+++ Provided passage +++

Question

Calculate the potential difference along the closed path consisting of two radial segments and two circular segments centred on the charge Q. Show that the four ΔV’s add up to zero. It is helpful to draw electric field vectors at several locations on each path segment to help keep track of signs.

Short answer

This result obeys the conservation law, where for a closed-loop, the potential difference is zero.

Step-by-step solution

Identification of the given data

The given data can be listed below as,

• Potential difference, $∆\mathrm{V}$
• Initial Position, ${\mathrm{r}}_{\mathrm{i}}$
• Final Position, ${\mathrm{r}}_{\mathrm{f}}$
• Charge, $\mathrm{Q}$

The diagram is as follows:

Understanding Potential difference:

The amount of labour required to move a unit charge from one point to another is the definition of potential difference between any two points. The change in the potential energy of a charge q divided by the charge shifted from point A to point B is known as the potential difference between points A and B, or VB-VA. Units of potential difference are called joules per coulomb, or volts (V) after Alessandro Volta.

+++

**What is being asked:** Repeat word for word the portion of the physics solution starting at "The diagram is" and ending at "after Alessandro Volta.". The listing that follows is not needed for this work.

+++ Dataset content +++

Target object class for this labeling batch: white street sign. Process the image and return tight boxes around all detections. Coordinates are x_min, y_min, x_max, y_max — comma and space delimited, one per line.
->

+++

**Output of the exercise:**
The diagram is as follows:

Understanding Potential difference:

The amount of labour required to move a unit charge from one point to another is the definition of potential difference between any two points. The change in the potential energy of a charge q divided by the charge shifted from point A to point B is known as the potential difference between points A and B, or VB-VA. Units of potential difference are called joules per coulomb, or volts (V) after Alessandro Volta.